ÜBUNGSTEXT ▸
Ganz nebenbei: Die Wunschliste der Türkei beschränkt sich nicht auf den syrischen Kurden. Zahlreiche NATO-Offiziere, die nach Erdogans herbeigeputschten Staatsstreich nicht zurück in die Heimat wollten und in Deutschland politisches Asyl genießen, finden sich ebenso auf den Listen wie angebliche Gülenisten – sorgfältig zusammengestellt von den DITIB-Spionen in den türkischen Moscheen auf deutschem Boden – und selbstverständlich angebliche Terroristen der PKK und anderer kurdischer Gruppen.
Erdogan benötigt also ständig Nachschub an Yücels – und da empfiehlt es sich dem Auswärtigen Amt durchaus, seine Reisewarnungen nicht zu entschärfen. Die nächste Geiselnahme kommt so sicher wie das „Allahu akbar“ in der Moschee.

EXTRAHIERTE DATEN ▸
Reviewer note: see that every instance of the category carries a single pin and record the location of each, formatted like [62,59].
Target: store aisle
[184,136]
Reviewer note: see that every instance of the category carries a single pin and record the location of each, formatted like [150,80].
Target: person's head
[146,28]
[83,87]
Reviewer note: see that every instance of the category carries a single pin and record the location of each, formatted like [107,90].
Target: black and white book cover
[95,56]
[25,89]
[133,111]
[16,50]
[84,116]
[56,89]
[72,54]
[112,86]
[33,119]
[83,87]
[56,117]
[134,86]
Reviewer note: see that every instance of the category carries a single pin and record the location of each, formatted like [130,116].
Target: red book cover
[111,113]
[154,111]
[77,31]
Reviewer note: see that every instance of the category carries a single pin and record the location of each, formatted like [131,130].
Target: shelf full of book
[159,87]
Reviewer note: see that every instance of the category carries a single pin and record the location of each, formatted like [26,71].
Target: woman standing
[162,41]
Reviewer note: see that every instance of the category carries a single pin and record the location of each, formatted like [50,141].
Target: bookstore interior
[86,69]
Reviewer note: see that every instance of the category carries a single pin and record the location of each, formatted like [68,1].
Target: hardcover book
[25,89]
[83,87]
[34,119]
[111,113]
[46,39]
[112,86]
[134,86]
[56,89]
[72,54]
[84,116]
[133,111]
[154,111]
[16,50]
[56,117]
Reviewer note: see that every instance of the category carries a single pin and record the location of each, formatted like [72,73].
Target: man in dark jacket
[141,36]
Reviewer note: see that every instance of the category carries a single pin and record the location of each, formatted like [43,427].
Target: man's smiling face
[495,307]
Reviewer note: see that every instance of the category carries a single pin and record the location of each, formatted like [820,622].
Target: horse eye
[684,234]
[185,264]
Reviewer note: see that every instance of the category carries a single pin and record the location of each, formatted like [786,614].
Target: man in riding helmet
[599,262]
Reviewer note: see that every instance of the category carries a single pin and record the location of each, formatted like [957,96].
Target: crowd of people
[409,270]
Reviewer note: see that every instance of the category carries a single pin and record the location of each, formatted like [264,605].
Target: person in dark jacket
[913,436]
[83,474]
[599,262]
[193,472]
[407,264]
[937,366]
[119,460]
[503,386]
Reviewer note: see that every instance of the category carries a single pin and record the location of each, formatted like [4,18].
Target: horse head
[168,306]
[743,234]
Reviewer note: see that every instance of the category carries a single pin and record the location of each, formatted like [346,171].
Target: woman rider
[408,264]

AUFGABENSTELLUNG ▸ Schreiben Sie aus dem Übungstext die Stelle von „Ganz nebenbei: Die“ bis „in der Moschee.“ wörtlich ab.

LÖSUNG ▸
Ganz nebenbei: Die Wunschliste der Türkei beschränkt sich nicht auf den syrischen Kurden. Zahlreiche NATO-Offiziere, die nach Erdogans herbeigeputschten Staatsstreich nicht zurück in die Heimat wollten und in Deutschland politisches Asyl genießen, finden sich ebenso auf den Listen wie angebliche Gülenisten – sorgfältig zusammengestellt von den DITIB-Spionen in den türkischen Moscheen auf deutschem Boden – und selbstverständlich angebliche Terroristen der PKK und anderer kurdischer Gruppen.
Erdogan benötigt also ständig Nachschub an Yücels – und da empfiehlt es sich dem Auswärtigen Amt durchaus, seine Reisewarnungen nicht zu entschärfen. Die nächste Geiselnahme kommt so sicher wie das „Allahu akbar“ in der Moschee.